## Article
-------------------------

Timberwoof’s Honda CB-1 Page


Wrenching the CB-1

The CB-1's tool kit contains just about everything you need to do minor maintenance on the bike:
  • 8-, 10-, 12-, 14- and 24mm wrenches
  • three Allen wrenches
  • spark plug wrench
  • hook spanner to adjust rear shock preload
  • pliers
    It helps to add one of those little screwdrivers with the double-ended shaft.
    I also keep a pair of latex exam gloves in the toolkit: Nothing works better to keep your hands clean while you're working on the bike.
    (When you're done with them, grab the right glove by its cuff, pull it off, and hold it in your left hand. Then, with your right hand, grab the cuff of the left glove, pull it off, and let it turn inside-out with the right glove inside it. You're left with an inside out glove with another glove in it and all the grease on the inside.)
    The CB1 is running 8500 rpms at 75 mph. Even though the redline is 13500, the mechanic that I had checked it out seems to think that extended periods at this speed will eat up the motor. I tend to disagree, though. It's only at 60% capacity at that speed. What's your (and others') opinion on this?
    If you calculate the stroke of this little engine, you'll see that it's traveling at the same speed up and down the bore as as bigger, slower engines. If you are going to do a lot of freeway riding, you should probably get cooler plugs (NGK CR9EH-9 for extended high-speed running, NGK CR8EH-9 standard).
    I run Regular (87 Octane) in my stock CB-1. I've never heard it knock or ping, so I don't see the need to waste money on higher-octane gas.
    Oil is crucial to any motorcycle: I'm changing mine every 2500 miles, filter every other time. As long as it's neither icky black sludge when it comes out nor brand-new golden honey, the interval is right. (Don't want to change it too often because that's a waste of money.) The clutch and transmission share the engine oil...
    Drive Chain
    I wouldn't mess with the gear ratios. The Honda engineers worked their butts off to find the optimum ratios ... Make it too tall and you won't have as much torque for accelerating or climbing hills. Make it too short and it will go like a bat out of hell but be too close to the top end on the freeway.
    To test the chain tension, put the CB-1 on its sidestand and shift it into neutral. Measure the free play halfway between the sprockets on the lower chain run. That's right where the swingarm flattens out.
    Put the 24mm wrench over the axle nut on the right side of the rear wheel so the wrench extends straight back. The tool kit contains a piece of flattened pipe. Slip that over the end of the wrench and stand on it with one foot: that should loosen it right up.
    At the end of the trailing arms are a single stud with two nuts each. Put a 14mm wrench over the big nut and a 12mm over the small one. Open the small nut and back it off just a few turns. Turn the 14mm nuts both in the same direction and the same amount at a time. When the chain is close to the right tension, small changes in the nut create large changes in chain tension, so only turn the nuts 1/6th at a time between measurements. The free play should be between 15 and 25mm (5/8 to 1 inch).

-------------------------

Items from a dataset
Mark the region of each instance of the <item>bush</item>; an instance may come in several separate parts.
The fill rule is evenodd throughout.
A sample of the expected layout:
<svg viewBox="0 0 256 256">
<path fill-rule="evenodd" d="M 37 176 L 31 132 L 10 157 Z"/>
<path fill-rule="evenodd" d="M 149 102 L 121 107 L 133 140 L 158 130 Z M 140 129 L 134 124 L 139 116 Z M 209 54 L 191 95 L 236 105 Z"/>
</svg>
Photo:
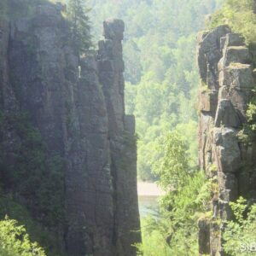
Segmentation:
<svg viewBox="0 0 256 256">
<path fill-rule="evenodd" d="M 228 221 L 224 248 L 229 255 L 252 255 L 256 248 L 256 204 L 240 197 L 230 203 L 235 220 Z"/>
<path fill-rule="evenodd" d="M 46 256 L 37 242 L 32 242 L 24 226 L 17 221 L 0 221 L 0 255 L 4 256 Z"/>
</svg>

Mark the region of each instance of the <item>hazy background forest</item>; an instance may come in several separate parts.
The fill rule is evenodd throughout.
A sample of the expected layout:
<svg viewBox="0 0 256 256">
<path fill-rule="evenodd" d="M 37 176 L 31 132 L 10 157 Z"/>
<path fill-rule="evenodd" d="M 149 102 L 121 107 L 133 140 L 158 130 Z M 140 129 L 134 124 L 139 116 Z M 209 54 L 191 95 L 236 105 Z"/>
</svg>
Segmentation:
<svg viewBox="0 0 256 256">
<path fill-rule="evenodd" d="M 70 3 L 74 1 L 61 2 L 69 3 L 67 17 L 72 21 Z M 253 1 L 78 2 L 90 9 L 85 13 L 90 17 L 92 48 L 97 49 L 96 42 L 102 38 L 102 20 L 119 18 L 125 23 L 125 107 L 127 113 L 136 116 L 138 178 L 158 181 L 166 192 L 157 217 L 142 219 L 143 243 L 135 245 L 138 255 L 197 255 L 198 220 L 212 218 L 209 201 L 216 185 L 207 181 L 205 173 L 197 166 L 196 105 L 201 81 L 196 67 L 196 34 L 206 27 L 228 24 L 233 32 L 245 37 L 247 45 L 255 45 Z M 86 39 L 90 43 L 90 37 Z M 253 110 L 256 116 L 256 104 Z M 11 218 L 18 220 L 21 216 L 28 233 L 32 230 L 36 234 L 32 241 L 40 244 L 44 241 L 48 245 L 54 242 L 49 234 L 38 229 L 25 207 L 13 202 L 9 196 L 1 195 L 0 199 L 0 205 L 8 205 L 9 212 L 15 212 Z M 231 208 L 236 219 L 227 223 L 224 249 L 230 255 L 238 255 L 235 248 L 241 238 L 254 241 L 256 207 L 247 209 L 247 220 L 243 218 L 245 200 L 240 199 Z M 29 241 L 26 230 L 19 224 L 8 218 L 0 221 L 0 255 L 44 256 L 44 250 Z"/>
<path fill-rule="evenodd" d="M 199 75 L 196 33 L 221 0 L 88 0 L 94 40 L 102 20 L 125 20 L 126 113 L 136 116 L 138 177 L 155 180 L 158 140 L 177 130 L 189 145 L 189 165 L 197 162 L 196 99 Z"/>
</svg>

-------------------------

## Set of tasks
A – Reproduce the CB-1 page word for word, everything from "If you calculate" down to "NGK CR8EH-9 standard).".
B – Summarize the CB-1 page in two sentences.
Rely only on the CB-1 page for what comes next.

## Exercise answers
A –
If you calculate the stroke of this little engine, you'll see that it's traveling at the same speed up and down the bore as as bigger, slower engines. If you are going to do a lot of freeway riding, you should probably get cooler plugs (NGK CR9EH-9 for extended high-speed running, NGK CR8EH-9 standard).

B – The CB-1 page lists the tools in the bike's tool kit and suggests adding a small double-ended screwdriver and a pair of latex exam gloves. It also covers freeway riding, fuel octane, oil changes every 2500 miles, and adjusting the drive chain to a free play of 15 to 25mm.